__Task instructions__.
Count the lines in the records below that contain the word "soil", with case counting, and reply with only that number.

* start Dataset *

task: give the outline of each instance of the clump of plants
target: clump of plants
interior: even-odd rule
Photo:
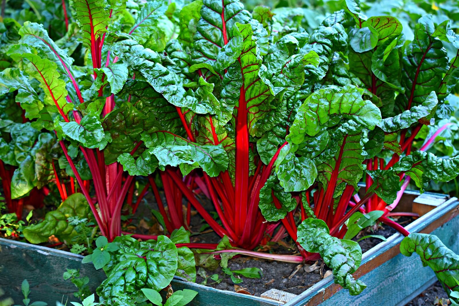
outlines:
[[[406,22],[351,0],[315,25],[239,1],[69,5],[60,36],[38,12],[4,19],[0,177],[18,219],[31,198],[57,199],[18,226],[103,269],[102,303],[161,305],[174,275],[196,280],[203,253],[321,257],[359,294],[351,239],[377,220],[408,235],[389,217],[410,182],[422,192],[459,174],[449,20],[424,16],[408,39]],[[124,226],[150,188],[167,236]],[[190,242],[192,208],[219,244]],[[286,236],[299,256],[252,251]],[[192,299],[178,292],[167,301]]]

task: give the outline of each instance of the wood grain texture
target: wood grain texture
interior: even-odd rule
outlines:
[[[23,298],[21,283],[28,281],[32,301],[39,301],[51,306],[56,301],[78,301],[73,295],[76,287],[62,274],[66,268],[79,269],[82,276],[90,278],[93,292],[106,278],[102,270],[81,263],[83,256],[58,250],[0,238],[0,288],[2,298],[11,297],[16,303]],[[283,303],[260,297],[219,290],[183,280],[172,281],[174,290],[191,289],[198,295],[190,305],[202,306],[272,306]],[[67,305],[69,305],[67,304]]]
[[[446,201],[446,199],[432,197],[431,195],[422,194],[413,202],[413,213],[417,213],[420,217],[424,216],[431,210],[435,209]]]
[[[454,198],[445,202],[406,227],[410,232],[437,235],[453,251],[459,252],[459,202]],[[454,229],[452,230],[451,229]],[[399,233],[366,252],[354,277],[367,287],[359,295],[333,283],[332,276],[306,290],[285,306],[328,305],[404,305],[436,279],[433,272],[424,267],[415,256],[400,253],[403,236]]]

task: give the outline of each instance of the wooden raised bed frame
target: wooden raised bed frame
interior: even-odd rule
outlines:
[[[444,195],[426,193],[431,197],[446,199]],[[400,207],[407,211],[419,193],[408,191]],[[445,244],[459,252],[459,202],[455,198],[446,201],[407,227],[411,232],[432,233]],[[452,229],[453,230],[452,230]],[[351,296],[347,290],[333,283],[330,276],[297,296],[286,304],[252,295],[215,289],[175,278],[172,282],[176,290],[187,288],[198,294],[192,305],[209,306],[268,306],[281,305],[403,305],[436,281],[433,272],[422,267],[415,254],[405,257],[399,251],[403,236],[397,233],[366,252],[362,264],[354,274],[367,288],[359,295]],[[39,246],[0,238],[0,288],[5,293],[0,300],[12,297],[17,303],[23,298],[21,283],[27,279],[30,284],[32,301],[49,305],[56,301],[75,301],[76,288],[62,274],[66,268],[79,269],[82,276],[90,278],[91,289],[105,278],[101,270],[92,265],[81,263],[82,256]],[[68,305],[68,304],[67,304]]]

* end Dataset *
* start Dataset *

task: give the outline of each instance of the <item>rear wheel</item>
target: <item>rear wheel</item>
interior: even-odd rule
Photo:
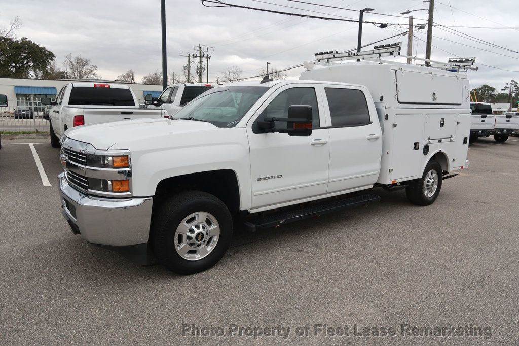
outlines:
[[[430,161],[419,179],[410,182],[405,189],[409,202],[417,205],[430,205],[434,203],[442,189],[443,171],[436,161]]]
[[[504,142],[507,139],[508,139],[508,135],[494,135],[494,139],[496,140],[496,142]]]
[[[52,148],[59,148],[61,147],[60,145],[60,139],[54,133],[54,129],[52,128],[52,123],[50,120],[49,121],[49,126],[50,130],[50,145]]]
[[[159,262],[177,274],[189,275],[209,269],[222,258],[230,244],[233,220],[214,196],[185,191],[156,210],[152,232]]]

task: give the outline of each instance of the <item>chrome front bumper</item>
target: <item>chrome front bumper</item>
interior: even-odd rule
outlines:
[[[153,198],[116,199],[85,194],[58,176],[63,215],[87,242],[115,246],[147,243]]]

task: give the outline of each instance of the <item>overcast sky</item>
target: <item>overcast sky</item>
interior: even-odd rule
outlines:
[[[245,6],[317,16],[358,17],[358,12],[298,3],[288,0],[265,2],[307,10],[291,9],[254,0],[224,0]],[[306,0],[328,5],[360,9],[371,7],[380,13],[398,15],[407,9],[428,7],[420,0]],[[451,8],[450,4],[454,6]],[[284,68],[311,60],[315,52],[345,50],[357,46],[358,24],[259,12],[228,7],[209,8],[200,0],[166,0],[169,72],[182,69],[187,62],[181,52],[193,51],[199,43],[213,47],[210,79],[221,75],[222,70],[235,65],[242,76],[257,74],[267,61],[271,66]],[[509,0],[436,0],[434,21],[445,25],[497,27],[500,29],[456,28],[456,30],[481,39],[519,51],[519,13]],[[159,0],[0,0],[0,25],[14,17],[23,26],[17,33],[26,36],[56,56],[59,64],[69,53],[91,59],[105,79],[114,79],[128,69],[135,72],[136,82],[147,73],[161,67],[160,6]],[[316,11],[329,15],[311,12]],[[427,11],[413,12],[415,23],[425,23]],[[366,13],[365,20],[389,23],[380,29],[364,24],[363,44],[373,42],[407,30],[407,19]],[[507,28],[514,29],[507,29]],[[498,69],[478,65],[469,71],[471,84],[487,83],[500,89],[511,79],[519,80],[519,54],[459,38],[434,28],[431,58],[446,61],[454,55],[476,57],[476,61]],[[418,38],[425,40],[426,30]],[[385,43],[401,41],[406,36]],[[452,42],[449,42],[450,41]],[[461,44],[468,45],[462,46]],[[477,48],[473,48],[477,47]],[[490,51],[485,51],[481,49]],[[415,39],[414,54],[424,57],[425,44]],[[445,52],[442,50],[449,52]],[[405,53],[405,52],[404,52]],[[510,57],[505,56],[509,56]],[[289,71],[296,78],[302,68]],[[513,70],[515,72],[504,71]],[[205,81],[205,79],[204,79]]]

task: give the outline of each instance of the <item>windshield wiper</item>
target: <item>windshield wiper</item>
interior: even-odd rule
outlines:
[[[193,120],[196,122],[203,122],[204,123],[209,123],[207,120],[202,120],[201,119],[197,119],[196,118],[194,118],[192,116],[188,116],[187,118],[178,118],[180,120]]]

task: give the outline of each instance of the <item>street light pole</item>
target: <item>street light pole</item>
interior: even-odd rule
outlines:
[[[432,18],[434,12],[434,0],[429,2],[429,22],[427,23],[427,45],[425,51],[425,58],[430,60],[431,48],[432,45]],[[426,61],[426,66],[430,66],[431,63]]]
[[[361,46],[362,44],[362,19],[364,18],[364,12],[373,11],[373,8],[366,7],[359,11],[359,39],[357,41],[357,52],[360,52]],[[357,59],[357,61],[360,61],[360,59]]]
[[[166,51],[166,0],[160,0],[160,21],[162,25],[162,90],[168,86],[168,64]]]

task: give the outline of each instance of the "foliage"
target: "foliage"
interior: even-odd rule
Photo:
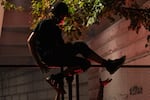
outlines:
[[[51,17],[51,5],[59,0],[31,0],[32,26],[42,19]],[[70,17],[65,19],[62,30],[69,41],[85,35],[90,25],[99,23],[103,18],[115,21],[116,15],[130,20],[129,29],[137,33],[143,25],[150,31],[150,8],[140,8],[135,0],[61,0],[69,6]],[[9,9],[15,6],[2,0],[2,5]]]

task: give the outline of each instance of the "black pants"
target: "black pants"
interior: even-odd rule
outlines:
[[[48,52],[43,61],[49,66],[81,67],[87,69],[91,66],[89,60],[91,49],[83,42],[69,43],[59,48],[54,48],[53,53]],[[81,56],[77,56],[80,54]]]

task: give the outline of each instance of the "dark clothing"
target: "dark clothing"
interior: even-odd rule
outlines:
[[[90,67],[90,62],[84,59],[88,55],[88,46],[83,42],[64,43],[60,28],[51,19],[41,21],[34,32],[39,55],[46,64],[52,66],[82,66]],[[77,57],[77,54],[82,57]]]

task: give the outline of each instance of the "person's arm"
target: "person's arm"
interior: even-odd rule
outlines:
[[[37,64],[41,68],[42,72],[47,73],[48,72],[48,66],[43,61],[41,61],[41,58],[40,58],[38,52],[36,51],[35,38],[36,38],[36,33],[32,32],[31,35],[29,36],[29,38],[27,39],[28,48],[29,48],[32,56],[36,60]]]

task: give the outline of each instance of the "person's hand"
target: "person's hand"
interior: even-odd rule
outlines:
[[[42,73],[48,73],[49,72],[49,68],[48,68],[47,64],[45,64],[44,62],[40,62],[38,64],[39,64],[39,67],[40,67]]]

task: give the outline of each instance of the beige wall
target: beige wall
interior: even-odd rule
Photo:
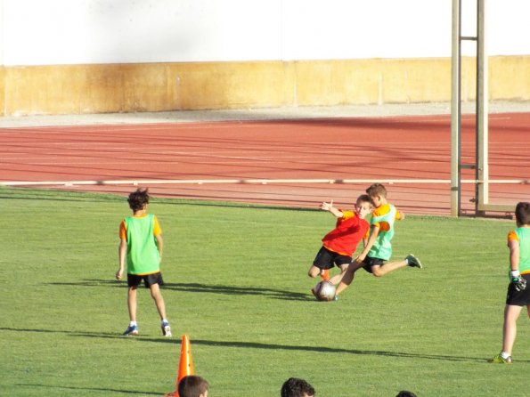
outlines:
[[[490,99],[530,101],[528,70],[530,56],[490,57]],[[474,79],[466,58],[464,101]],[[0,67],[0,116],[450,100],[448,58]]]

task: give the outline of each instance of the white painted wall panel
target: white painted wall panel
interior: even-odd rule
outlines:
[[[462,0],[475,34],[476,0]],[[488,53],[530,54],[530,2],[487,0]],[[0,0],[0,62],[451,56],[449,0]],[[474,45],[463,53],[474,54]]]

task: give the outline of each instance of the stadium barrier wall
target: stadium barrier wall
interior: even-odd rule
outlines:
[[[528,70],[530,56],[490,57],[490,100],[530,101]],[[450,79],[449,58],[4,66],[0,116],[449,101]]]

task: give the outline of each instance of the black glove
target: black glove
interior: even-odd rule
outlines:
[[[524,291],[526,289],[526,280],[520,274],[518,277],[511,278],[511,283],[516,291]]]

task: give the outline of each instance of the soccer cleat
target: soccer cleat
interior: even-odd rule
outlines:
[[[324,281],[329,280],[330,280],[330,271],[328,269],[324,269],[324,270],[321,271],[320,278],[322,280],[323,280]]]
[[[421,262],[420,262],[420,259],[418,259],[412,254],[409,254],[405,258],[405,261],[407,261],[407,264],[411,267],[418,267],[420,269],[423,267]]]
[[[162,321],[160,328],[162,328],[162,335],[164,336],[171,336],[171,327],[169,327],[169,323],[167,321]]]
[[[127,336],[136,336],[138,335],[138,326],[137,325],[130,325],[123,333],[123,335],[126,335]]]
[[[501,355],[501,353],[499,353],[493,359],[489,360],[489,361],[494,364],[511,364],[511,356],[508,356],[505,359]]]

* end Dataset *
* start Dataset *

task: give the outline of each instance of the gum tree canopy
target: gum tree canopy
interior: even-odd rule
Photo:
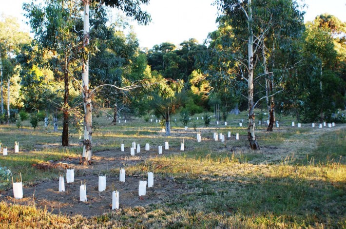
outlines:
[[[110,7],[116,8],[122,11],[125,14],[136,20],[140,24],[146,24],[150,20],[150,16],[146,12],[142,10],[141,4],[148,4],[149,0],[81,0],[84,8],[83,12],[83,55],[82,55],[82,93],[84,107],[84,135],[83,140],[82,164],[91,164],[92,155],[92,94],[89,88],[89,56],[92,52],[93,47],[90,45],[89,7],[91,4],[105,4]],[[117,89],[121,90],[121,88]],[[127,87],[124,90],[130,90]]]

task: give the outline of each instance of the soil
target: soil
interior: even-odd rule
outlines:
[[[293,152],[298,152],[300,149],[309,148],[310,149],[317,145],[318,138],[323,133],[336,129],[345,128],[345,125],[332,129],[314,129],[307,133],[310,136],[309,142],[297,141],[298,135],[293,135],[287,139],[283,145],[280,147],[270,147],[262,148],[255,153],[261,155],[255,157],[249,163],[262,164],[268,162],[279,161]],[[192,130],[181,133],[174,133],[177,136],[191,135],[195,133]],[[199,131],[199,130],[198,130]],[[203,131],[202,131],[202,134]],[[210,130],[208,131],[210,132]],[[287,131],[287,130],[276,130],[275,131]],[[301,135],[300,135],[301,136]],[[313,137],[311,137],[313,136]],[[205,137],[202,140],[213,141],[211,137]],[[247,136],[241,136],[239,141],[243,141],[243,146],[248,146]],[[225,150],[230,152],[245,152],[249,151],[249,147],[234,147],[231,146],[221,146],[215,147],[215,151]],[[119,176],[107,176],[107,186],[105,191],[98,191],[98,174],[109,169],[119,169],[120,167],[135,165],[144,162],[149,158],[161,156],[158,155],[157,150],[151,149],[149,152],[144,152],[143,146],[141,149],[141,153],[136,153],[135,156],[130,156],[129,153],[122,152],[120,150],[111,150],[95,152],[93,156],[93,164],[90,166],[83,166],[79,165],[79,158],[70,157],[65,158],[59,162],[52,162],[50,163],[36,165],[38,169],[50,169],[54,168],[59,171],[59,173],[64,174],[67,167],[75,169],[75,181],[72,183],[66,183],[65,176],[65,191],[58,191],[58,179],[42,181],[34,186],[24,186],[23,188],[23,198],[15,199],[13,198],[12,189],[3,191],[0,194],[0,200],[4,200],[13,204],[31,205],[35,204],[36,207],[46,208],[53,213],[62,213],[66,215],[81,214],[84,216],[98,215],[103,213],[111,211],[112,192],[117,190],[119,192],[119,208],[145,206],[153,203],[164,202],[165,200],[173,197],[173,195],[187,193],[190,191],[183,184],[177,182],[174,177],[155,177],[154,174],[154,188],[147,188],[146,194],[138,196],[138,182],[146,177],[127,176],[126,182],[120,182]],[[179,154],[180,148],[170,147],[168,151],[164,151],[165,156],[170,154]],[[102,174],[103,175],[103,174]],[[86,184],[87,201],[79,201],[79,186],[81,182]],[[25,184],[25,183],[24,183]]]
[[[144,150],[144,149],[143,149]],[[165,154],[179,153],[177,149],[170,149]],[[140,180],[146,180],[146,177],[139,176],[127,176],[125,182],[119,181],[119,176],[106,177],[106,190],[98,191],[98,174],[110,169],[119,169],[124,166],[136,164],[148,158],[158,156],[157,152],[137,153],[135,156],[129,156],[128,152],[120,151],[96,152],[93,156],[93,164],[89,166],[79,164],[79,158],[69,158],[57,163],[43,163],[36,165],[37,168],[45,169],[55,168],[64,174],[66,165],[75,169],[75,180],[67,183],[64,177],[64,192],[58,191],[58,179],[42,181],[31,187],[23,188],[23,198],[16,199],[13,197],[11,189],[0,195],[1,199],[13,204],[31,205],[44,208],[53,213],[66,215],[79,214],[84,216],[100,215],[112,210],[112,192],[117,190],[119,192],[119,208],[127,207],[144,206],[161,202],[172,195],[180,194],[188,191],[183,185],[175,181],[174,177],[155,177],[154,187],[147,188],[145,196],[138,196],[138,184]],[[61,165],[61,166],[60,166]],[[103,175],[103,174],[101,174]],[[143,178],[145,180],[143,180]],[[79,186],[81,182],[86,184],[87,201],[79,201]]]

* end Dataset *

__Written answer__.
2